What did the Pinocchios of the Labor Party tell the public? They told them that the money was taken by Canberra and that was why the project had to stop. It is all in the Auditor-General's Report that it was this government's decision to stop the electrification of the Gawler line. It is not just the fact that the electrification was stopped; $46.6 million worth of infrastructure, scoping, studies and other important facets of that project were written off and have to be redone whenever the Salisbury to Gawler part of the electrification is completed.

Do not forget that this government promised to have the Adelaide to Salisbury line finished by the end of 2015, before the last election—that is what they promised. After the election, they pushed it out to 2017-18. We see that in the budget, but again it has been in the budget before and taken out of the budget. This government has form.

From memory, about 10 years ago there was the promise of a brand-new prison in South Australia. Even though it was in the budget (it was a PPP), the outcome of that promise was a multimillion dollar payment to those who had submitted tenders because at that time, if my memory is correct, the preferred bidder had not been chosen and so all three or four of them, whatever number of bidders there were, were given multimillion dollar payments by the state government basically to thank them for their time, the time this government had wasted in putting out tenders to do the job. Just because it is in the budget and just because the government says it is going to happen, do not believe that it is going to happen at all. Just look at the noses of those on the other side to see how much longer they are growing.

■ ■ ■

WORK REQUIRED:
According to the passage on the Gawler line electrification, how much worth of infrastructure, scoping, studies and other parts of the project was written off?

STORED DATA:
■ ■ ■

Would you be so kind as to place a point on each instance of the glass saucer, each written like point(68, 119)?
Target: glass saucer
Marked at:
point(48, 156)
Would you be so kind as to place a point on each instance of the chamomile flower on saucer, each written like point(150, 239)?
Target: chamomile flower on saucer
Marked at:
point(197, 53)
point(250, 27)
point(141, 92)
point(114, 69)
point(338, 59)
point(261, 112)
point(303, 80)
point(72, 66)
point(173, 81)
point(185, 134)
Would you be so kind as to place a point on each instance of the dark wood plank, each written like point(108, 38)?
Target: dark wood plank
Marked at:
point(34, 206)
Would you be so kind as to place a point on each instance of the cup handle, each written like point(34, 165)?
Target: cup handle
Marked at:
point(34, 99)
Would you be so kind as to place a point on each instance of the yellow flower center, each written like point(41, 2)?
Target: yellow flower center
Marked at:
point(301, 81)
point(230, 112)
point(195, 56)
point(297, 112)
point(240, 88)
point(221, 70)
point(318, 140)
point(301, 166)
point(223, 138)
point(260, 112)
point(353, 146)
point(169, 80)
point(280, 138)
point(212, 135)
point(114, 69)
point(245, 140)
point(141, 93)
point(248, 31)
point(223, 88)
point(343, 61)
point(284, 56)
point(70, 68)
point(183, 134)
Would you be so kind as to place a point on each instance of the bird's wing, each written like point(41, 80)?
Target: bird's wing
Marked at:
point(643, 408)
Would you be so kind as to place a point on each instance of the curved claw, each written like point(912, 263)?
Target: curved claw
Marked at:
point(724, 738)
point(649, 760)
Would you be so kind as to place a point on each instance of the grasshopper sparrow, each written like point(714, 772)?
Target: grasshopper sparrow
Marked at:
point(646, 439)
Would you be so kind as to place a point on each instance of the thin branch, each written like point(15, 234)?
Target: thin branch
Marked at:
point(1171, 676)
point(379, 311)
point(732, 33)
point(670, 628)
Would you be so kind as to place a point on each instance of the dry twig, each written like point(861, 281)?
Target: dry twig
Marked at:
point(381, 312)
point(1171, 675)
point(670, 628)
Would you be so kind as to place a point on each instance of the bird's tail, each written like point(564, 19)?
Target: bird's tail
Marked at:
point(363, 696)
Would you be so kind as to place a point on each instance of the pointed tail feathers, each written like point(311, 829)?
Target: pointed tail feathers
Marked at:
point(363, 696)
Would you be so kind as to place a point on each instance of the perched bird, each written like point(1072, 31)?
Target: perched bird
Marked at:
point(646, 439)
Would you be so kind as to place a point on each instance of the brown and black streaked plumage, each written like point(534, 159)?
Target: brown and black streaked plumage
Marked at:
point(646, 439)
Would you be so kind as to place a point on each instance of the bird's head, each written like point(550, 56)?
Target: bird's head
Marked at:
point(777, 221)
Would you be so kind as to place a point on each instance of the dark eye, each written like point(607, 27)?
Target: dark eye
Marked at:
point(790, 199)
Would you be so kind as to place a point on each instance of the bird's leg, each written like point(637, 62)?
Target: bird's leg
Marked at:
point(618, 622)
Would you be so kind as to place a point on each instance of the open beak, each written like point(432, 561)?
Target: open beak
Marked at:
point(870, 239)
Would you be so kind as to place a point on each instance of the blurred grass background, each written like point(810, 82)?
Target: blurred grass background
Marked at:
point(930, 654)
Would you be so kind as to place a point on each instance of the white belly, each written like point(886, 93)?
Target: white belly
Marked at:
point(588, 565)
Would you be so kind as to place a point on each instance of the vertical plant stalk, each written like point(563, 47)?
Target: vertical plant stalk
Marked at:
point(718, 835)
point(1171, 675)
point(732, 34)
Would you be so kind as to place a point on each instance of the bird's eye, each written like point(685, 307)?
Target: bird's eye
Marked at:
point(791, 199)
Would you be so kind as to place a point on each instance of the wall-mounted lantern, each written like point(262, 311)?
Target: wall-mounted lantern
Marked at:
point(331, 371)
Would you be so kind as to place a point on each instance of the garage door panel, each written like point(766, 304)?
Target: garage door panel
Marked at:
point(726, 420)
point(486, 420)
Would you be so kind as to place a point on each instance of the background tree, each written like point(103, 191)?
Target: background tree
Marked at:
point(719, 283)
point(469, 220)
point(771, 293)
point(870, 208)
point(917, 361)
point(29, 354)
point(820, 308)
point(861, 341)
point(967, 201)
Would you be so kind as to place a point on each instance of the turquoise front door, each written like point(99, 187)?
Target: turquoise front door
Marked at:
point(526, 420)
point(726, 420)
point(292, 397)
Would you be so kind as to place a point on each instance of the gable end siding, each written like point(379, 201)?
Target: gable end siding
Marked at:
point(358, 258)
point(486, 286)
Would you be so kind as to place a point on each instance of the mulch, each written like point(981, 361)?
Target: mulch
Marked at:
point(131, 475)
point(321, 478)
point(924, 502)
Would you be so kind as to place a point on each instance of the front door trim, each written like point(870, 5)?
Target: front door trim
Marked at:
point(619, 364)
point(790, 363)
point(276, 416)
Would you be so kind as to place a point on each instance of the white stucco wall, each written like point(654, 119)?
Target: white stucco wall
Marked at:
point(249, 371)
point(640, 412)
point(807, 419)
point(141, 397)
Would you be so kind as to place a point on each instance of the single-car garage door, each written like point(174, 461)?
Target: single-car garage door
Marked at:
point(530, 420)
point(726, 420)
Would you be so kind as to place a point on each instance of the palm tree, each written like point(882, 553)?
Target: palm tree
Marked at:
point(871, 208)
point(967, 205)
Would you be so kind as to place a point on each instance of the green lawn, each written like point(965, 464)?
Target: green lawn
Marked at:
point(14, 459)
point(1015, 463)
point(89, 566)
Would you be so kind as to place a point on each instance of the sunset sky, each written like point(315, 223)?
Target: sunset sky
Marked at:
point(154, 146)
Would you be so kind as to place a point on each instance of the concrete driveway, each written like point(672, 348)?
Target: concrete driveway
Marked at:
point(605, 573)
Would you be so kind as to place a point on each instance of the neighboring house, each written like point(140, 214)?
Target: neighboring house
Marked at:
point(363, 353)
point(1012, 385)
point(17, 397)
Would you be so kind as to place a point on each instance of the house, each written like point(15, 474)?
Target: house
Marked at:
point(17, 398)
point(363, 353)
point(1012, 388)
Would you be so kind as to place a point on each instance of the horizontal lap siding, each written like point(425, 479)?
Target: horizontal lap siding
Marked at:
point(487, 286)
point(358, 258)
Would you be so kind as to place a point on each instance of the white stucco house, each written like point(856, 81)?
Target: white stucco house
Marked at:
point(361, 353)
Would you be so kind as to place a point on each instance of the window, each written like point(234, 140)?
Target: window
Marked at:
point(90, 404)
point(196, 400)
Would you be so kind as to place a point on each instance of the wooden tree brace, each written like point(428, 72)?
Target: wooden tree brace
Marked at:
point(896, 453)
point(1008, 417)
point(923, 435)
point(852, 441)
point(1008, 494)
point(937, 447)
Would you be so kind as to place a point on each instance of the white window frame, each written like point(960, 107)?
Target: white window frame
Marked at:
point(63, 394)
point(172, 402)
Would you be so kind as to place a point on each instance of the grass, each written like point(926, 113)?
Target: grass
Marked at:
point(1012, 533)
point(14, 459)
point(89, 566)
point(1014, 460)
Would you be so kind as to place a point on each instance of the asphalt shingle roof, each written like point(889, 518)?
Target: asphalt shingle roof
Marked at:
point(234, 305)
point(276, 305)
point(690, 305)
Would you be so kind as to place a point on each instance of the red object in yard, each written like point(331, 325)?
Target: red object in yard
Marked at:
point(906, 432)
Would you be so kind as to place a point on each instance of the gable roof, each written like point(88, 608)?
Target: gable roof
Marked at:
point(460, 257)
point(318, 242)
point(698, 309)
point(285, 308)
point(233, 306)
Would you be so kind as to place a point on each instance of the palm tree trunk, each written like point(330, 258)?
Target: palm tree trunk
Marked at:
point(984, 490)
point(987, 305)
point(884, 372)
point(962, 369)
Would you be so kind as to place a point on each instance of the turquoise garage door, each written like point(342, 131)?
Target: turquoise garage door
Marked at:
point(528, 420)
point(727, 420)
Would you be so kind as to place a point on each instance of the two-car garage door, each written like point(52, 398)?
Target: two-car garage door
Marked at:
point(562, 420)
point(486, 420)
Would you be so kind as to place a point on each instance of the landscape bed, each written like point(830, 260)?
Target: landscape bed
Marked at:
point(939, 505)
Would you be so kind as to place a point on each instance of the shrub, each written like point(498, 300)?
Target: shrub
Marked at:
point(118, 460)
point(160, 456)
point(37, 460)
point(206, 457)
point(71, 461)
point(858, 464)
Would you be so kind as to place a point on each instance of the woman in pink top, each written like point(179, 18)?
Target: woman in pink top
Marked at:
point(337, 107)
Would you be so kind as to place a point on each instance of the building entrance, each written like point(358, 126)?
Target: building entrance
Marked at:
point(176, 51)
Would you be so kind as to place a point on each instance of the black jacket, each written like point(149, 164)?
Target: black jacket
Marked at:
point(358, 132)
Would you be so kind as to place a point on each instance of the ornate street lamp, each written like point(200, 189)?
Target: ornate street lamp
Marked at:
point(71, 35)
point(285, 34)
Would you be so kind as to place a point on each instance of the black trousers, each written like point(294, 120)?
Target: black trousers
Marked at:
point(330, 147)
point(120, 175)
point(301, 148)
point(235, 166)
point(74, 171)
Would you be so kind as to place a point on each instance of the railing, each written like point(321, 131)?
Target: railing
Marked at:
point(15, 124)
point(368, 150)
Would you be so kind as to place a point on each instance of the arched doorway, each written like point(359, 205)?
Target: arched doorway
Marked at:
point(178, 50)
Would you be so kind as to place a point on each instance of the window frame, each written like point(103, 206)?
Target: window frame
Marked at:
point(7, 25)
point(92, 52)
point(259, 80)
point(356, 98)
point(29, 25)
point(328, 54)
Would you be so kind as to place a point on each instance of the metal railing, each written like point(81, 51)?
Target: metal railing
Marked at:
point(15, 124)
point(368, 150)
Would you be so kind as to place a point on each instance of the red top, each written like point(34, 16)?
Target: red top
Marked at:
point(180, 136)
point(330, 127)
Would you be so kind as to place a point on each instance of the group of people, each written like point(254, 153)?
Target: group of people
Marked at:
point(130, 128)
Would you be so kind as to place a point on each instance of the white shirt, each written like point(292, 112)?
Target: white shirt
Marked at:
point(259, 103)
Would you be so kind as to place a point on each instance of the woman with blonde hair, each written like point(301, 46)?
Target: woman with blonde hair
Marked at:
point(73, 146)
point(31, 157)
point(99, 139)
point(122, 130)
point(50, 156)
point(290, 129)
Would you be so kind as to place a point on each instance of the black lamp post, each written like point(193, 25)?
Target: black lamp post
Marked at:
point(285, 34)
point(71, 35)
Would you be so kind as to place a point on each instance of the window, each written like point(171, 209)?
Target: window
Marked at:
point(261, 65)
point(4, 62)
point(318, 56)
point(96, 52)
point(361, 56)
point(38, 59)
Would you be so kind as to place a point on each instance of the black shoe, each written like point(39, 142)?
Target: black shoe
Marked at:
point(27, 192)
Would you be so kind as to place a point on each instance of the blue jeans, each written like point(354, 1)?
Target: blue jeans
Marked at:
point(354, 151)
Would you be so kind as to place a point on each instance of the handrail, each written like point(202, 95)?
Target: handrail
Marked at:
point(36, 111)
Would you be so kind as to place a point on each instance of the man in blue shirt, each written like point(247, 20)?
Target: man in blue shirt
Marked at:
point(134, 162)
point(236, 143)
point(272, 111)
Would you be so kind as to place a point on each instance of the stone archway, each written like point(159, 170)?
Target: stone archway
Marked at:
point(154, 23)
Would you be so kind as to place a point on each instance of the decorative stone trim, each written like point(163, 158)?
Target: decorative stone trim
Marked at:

■ ■ ■

TASK RESPONSE:
$46.6 million